**INSTRUCTIONS TO FOLLOW:** Reproduce the Blobby costume story word for word, starting at "An hour later" and ending at "silent Blobby previously.".

**EXTRACT:**

--- START ---

When I was in my early twenties, I worked for a large department store.
Every year, we celebrated 'Take Your Child To Work Day'. All the employees would bring their kids to the store to greet customers behind the counters, fold shirts in the back rooms, and sweep the floors in the break room. Basically, it was an excuse to abuse child labor laws and get all our cars washed, as we sent them out to the parking lot around noon with buckets of soapy water. (I highly recommend getting a small child to wash both the inside and outside of your car- their small, nimble fingers can really get into any hard-to-reach place.)
In conjunction with Take Your Child To Work Day, my company always brought out Blobby, a large, fuzzy, orange, blob-looking mascot costume- and once a year, they talked one employee into wearing it all day to entertain the children, wave at cars in front of the store, and participate in a humiliating act of self-degradation.
2003 was my year.
"I am NOT wearing that fucking costume," I complained to my manager, arms folded in defiance.
My boss glared at me over her glasses. "You've been late to work four times this week. You're wearing it- or consider yourself fired."
"Define late," I hedged, trying to figure a way out of my impending doom.
"Showing up at noon reeking of vodka when you were due at 9am is late," she barked. "Get into the costume and entertain those goddamn kids- and remember- NO talking when you're Blobby- Blobby does not speak. Blobby only waves at people and gives hugs."
"Blobby sounds like a fucking loser," I pouted.
An hour later I was in the Blobby costume- it was hot and stuffy inside. The costume was over six feet tall, so my view to the outside world was through Blobby's nostrils.
"The children are waiting for you!" The man from human resources announced gaily in his office, after securing Blobby's tail to my ass. "Have fun! And remember- you can't talk. Blobby does NOT speak- okay?" He swung open the door and pushed me into the store, where all the spawn were waiting.
"BLOBBY!" Shouted roughly 8-10 children, all waving their arms wildly and jumping up and down with excitement as I walked through the door.
I waved and waited for them to calm down. "What's up?" I asked.
The children's jaws dropped in shock.
"Blobby- you- you talk?!" Asked one little boy, his eyes wide. They had all hung out with silent Blobby previously.
"Of course I talk," I scoffed. "I just had strep throat before and couldn't speak."
"What's strep throat?" Asked a little blond girl.
"It's what you get when you drink to much and make out with shady-looking guys in bars," I explained.
"Oh," she said, nodding wisely.
"You're a girl, Blobby?!" The first boy asked, still in shock.

--- END ---

**PROVIDED DATA:**
--- START ---

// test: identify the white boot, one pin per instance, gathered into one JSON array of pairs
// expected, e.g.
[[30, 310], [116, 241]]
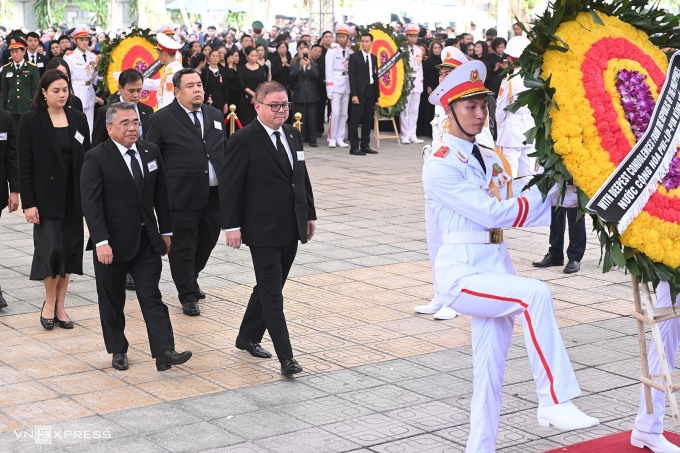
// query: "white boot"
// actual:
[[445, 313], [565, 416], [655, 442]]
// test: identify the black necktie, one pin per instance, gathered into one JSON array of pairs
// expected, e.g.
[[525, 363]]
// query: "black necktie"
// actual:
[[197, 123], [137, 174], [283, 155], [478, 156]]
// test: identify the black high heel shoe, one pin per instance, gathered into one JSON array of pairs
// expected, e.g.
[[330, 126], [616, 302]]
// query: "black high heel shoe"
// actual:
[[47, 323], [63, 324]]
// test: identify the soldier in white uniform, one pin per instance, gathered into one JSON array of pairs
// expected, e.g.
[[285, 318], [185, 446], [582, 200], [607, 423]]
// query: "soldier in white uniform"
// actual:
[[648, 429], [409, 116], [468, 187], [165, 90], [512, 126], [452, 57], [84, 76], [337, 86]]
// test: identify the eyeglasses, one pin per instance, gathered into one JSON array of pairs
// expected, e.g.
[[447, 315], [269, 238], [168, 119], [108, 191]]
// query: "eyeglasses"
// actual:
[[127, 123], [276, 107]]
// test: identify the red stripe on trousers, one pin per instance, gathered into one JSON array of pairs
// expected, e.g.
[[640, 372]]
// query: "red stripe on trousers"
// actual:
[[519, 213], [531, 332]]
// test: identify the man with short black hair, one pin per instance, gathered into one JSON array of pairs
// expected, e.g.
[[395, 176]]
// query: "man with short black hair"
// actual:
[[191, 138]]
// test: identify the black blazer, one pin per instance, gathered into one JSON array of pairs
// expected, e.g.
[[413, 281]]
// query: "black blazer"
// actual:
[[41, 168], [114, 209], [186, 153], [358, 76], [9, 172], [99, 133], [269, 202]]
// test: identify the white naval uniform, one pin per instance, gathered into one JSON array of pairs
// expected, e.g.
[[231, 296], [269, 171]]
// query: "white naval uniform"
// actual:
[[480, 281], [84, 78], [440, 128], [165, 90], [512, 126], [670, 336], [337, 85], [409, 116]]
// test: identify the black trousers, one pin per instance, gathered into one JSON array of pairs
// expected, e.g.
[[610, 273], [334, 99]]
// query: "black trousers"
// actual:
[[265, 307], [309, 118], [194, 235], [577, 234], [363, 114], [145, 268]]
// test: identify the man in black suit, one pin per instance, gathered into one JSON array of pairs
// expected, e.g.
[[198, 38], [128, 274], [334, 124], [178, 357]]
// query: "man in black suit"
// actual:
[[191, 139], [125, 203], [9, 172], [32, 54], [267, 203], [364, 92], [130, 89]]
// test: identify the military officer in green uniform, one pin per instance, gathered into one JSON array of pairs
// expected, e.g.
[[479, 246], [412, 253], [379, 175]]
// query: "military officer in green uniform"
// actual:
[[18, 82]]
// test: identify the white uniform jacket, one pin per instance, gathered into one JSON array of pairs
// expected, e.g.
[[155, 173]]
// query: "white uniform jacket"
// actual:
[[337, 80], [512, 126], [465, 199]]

--- END ---
--- START ---

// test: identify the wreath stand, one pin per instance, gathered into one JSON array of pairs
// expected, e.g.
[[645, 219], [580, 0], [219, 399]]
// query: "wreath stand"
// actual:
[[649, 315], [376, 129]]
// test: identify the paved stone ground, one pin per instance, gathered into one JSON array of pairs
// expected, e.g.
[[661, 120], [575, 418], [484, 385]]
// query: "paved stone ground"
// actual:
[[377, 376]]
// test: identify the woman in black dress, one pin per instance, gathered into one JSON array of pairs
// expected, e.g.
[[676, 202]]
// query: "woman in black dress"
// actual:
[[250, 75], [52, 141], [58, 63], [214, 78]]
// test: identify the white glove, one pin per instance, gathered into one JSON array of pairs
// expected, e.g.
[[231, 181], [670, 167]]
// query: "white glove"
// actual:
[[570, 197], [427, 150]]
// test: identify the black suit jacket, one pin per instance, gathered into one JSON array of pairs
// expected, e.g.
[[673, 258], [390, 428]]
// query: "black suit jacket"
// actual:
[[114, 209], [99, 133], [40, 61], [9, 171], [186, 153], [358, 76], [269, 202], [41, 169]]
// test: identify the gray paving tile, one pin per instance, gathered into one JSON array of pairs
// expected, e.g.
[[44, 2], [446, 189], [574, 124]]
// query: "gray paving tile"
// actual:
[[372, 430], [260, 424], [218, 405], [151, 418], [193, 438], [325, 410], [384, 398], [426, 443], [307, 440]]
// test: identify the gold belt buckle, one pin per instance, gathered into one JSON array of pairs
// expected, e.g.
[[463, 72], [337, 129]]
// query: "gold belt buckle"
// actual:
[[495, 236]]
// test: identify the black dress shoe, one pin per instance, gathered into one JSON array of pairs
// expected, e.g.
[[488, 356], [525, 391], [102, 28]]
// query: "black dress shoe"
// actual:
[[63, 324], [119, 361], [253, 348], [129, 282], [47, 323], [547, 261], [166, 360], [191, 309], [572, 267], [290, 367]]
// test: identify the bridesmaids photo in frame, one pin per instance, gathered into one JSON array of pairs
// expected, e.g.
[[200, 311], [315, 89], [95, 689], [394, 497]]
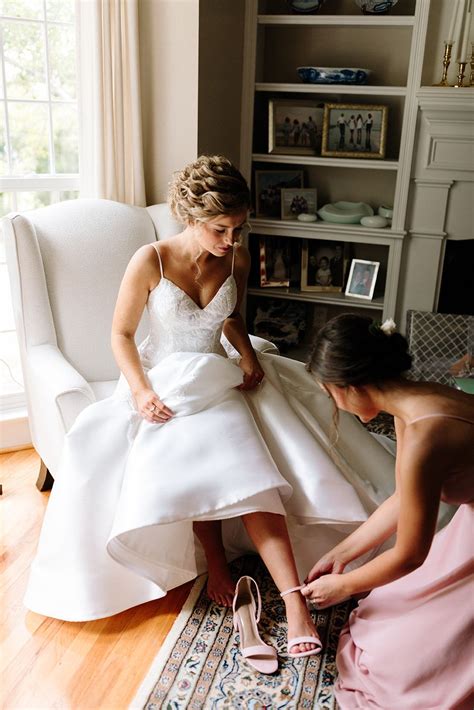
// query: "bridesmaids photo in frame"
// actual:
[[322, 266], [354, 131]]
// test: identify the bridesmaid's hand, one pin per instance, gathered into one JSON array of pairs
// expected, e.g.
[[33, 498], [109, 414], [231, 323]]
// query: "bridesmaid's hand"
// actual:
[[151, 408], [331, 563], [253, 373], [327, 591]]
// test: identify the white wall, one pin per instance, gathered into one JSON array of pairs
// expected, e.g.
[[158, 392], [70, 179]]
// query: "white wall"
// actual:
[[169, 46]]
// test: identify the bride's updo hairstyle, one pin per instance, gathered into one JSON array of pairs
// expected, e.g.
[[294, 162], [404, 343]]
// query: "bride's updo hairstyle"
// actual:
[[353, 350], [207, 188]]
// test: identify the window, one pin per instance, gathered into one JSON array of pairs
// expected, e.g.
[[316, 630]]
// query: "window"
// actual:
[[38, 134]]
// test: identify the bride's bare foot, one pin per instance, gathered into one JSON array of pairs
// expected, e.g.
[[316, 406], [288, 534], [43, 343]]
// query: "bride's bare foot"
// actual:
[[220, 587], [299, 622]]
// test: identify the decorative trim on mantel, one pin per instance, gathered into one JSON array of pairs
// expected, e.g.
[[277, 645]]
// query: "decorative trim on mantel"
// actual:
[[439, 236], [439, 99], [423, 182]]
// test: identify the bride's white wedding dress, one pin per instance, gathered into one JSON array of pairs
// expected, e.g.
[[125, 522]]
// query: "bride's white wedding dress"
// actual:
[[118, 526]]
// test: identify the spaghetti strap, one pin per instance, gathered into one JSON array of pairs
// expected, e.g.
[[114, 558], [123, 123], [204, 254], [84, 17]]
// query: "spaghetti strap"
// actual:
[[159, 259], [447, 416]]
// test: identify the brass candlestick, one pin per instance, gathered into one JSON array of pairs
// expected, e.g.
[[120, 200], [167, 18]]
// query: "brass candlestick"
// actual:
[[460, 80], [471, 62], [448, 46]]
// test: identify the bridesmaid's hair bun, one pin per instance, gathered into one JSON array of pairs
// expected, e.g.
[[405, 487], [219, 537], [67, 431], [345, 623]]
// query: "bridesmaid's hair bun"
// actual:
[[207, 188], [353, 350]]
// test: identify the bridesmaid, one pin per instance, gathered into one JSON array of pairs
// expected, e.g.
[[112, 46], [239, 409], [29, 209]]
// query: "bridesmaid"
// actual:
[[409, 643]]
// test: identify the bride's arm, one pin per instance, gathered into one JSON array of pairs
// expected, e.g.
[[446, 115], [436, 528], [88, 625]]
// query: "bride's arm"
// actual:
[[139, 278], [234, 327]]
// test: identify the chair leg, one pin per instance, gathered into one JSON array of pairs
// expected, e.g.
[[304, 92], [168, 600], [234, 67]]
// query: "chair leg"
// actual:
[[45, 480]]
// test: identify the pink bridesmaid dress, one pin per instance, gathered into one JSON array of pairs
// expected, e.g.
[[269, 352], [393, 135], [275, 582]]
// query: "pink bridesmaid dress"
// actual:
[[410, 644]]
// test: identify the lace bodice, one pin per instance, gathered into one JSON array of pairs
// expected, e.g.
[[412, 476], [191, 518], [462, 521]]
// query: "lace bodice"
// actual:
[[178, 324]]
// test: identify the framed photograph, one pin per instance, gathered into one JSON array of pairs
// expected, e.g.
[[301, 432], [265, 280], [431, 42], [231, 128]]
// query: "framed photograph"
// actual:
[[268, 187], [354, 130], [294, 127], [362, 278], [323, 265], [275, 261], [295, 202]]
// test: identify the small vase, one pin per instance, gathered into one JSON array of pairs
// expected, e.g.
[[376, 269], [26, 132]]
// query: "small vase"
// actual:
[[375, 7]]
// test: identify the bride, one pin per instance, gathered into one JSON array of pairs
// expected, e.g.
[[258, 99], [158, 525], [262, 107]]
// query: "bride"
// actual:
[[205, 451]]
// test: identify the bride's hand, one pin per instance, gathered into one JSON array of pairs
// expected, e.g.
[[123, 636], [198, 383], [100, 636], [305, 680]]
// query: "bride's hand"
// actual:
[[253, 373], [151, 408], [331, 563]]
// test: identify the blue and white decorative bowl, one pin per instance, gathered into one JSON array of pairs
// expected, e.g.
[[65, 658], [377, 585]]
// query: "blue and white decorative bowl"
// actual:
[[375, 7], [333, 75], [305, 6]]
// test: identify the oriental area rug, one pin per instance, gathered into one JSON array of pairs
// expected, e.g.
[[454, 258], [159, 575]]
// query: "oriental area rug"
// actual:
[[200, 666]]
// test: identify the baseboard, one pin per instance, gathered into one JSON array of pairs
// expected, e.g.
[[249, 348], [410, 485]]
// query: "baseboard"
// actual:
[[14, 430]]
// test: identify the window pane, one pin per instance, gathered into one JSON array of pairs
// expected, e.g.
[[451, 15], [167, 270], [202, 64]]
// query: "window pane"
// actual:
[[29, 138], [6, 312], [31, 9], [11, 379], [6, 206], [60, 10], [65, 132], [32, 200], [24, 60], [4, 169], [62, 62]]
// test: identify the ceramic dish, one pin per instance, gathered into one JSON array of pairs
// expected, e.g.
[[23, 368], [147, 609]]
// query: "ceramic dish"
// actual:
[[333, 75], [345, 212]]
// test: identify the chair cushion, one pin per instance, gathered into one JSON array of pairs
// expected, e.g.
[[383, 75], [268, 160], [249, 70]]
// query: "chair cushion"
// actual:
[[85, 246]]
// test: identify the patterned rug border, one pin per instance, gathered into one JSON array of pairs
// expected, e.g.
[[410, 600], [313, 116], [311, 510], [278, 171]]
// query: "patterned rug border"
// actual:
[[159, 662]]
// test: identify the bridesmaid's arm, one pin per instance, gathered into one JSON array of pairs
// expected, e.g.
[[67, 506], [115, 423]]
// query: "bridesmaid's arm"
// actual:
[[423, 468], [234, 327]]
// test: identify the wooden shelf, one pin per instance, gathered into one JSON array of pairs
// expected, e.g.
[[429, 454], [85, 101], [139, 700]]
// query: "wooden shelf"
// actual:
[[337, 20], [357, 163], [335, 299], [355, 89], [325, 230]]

--- END ---

**SOLUTION:**
An hour later I was in the Blobby costume- it was hot and stuffy inside. The costume was over six feet tall, so my view to the outside world was through Blobby's nostrils.
"The children are waiting for you!" The man from human resources announced gaily in his office, after securing Blobby's tail to my ass. "Have fun! And remember- you can't talk. Blobby does NOT speak- okay?" He swung open the door and pushed me into the store, where all the spawn were waiting.
"BLOBBY!" Shouted roughly 8-10 children, all waving their arms wildly and jumping up and down with excitement as I walked through the door.
I waved and waited for them to calm down. "What's up?" I asked.
The children's jaws dropped in shock.
"Blobby- you- you talk?!" Asked one little boy, his eyes wide. They had all hung out with silent Blobby previously.